| Problem to work on |
What you should output is the data below, unchanged in every character.

| Records provided |

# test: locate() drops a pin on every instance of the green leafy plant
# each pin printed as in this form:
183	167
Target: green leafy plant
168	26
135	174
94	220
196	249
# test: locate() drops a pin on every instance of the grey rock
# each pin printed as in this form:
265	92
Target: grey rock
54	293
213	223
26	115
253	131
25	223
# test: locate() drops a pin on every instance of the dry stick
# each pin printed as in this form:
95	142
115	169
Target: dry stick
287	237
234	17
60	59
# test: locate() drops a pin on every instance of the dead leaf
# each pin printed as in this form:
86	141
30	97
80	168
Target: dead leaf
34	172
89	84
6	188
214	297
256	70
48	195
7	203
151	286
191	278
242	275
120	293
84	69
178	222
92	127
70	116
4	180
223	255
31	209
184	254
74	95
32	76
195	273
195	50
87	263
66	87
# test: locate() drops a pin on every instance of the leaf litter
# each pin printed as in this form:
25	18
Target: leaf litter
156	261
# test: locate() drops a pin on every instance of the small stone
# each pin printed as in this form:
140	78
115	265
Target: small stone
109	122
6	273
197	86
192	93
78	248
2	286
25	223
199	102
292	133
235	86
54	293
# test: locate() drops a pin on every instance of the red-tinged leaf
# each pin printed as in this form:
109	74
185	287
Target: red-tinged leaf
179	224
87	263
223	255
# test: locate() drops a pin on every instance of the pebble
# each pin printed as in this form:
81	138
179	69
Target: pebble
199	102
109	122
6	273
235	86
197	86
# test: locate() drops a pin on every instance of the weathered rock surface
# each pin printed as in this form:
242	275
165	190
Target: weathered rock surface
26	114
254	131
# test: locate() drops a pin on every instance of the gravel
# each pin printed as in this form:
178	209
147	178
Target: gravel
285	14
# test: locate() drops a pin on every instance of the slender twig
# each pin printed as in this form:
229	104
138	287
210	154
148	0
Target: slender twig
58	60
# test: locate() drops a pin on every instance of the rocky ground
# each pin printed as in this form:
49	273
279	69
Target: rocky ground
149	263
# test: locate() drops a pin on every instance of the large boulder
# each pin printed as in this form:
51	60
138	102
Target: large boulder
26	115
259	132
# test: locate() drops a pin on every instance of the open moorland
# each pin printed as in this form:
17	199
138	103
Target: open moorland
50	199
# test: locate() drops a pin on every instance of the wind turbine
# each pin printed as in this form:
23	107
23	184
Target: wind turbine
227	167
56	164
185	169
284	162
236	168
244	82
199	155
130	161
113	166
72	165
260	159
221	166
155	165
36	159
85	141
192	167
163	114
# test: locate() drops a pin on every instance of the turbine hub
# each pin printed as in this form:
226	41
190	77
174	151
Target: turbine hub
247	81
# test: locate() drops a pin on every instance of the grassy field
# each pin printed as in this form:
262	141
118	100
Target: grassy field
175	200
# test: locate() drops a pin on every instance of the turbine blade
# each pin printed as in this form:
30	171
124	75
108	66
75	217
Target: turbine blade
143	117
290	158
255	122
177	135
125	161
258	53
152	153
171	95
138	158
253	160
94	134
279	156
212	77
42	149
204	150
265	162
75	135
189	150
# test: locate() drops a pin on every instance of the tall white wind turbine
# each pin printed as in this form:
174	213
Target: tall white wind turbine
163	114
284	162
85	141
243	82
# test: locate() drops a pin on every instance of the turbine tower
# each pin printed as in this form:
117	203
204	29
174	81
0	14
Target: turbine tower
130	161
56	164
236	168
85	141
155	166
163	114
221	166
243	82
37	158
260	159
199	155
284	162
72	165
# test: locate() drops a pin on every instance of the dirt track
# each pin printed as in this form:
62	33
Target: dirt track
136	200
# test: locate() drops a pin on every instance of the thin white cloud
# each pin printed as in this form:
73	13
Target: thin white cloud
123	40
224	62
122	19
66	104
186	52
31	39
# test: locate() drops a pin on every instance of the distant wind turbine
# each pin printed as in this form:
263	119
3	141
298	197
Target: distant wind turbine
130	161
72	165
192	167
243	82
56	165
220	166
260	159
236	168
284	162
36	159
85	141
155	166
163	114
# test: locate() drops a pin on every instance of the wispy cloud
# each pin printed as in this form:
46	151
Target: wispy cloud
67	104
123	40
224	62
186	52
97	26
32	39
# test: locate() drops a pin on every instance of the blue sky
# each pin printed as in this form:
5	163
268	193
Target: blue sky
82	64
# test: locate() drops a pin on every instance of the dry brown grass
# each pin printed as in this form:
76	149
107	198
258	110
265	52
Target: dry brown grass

| Exercise output |
# test: locate() drops a pin on every instance of the green leafy plant
# each pin printed as in this form:
183	167
Target: green leafy plant
168	26
135	174
94	220
196	249
# test: locate() drops a pin on every instance of the grey rock
# each pin printed as in this form:
265	92
Target: grey rock
54	293
213	223
26	115
253	131
25	223
# test: locate() drops a pin on every instance of the dry stick
# each pin printed as in this form:
95	142
115	169
Target: dry stick
287	237
234	17
60	59
# test: locate() drops a pin on every instance of the dead leaf
# each pin printed as in this form:
86	141
30	97
80	168
Target: dead leaf
34	172
89	84
6	188
214	297
256	70
48	195
7	203
151	286
191	278
242	275
120	293
84	69
178	222
92	127
70	116
4	180
223	255
31	209
184	254
74	95
32	76
195	273
195	50
87	263
66	87
# test: locate() drops a pin on every instance of the leaf litter
# each pin printed as in this form:
25	18
Target: leaf litter
156	261
# test: locate() drops a pin on every instance of the small stone
# each pin printed as in this form:
140	78
115	265
Target: small stone
109	122
6	273
197	86
192	93
78	248
2	286
25	223
199	102
292	133
235	86
54	293
# test: locate() drops a pin on every instance of the red-tinged leaf
# each pin printed as in this form:
109	74
185	287
Target: red-tinged leaf
179	224
87	263
223	255
# test: locate() drops a pin on every instance of the pebble
# each pin printed as in this form:
81	138
179	69
Target: pebble
199	102
109	122
6	273
235	86
197	86
# test: locate() drops a pin on every instance of the weathered rock surface
# each pin printed as in this form:
242	275
165	190
Target: weathered rock surface
26	114
254	131
# test: locate() drops a pin on every instance of the gravel
# each pin printed as in this form:
178	209
147	178
Target: gravel
285	14
# test: locate() drops a pin on every instance of the slender twig
# each pin printed as in this form:
229	104
138	287
210	154
148	0
Target: slender twig
58	60
# test: locate() drops a pin on every instance of the rocky ground
# each pin printed as in this form:
49	273
279	69
Target: rocky ground
149	263
# test: locate() drops a pin on every instance of the large boulder
# each pin printed as in this form:
51	60
138	102
Target: large boulder
26	115
259	132
# test: locate() drops a pin on every instance of the open moorland
# each pin printed as in this form:
17	199
138	103
Target: open moorland
50	199
# test: locate() drops a pin on every instance of the wind turbine
# each pin printed as in this form:
23	107
23	184
Target: wind turbine
227	167
56	164
185	169
284	162
236	168
244	82
199	155
130	161
113	166
72	165
260	159
221	166
155	165
36	159
85	141
192	167
163	114
# test: locate() drops a pin on every instance of the turbine hub
# each pin printed as in this form:
226	41
190	77
174	151
Target: turbine hub
247	81
# test: locate() drops a pin on every instance of the grassy field
# each pin printed as in this form:
262	141
118	100
Target: grassy field
175	200
# test: locate() drops a pin on every instance of the turbine blade
# each pin printed as in this form:
30	171
124	75
108	66
75	217
Target: turbine blade
143	117
290	158
255	122
177	135
125	161
258	53
152	153
171	95
138	158
253	160
94	134
279	156
212	77
42	149
204	150
265	162
75	135
189	150
# test: locate() drops a pin on every instance of the tall white wind turbine
# each pin printed as in this form:
174	213
Target: tall white wind turbine
163	114
284	162
85	141
243	82
# test: locate() drops a pin on every instance of the turbine tower
# each pin printed as in this form:
117	203
204	29
174	81
0	14
Target: turbine tower
130	161
56	164
236	168
85	141
155	166
163	114
221	166
243	82
37	158
260	159
199	155
284	162
72	165
# test: locate() drops a pin on every instance of the dirt track
# each pin printed as in this form:
62	33
Target: dirt track
136	200
# test: locate() drops a pin on every instance of the thin white cloud
# each pin printed as in this form:
73	13
Target: thin white cloud
123	40
224	62
122	19
66	104
186	52
31	39
# test: locate() drops a pin on every instance of the distant wind turbine
# each pin printed as in this form:
263	119
3	141
298	197
Target: distant wind turbine
130	161
72	165
192	167
243	82
56	165
220	166
260	159
236	168
284	162
36	159
85	141
155	166
163	114
# test: locate() drops a pin on every instance of the wispy cloud
# each pin printed as in this form:
46	151
Target: wispy cloud
67	104
123	40
224	62
186	52
97	26
32	39
# test: locate() drops a pin on every instance of the blue sky
# each pin printed as in this form:
5	163
268	193
Target: blue sky
82	64
# test: locate() drops a pin on every instance of the dry brown grass
# each pin printed as in this form:
76	149
107	198
258	110
265	52
Target: dry brown grass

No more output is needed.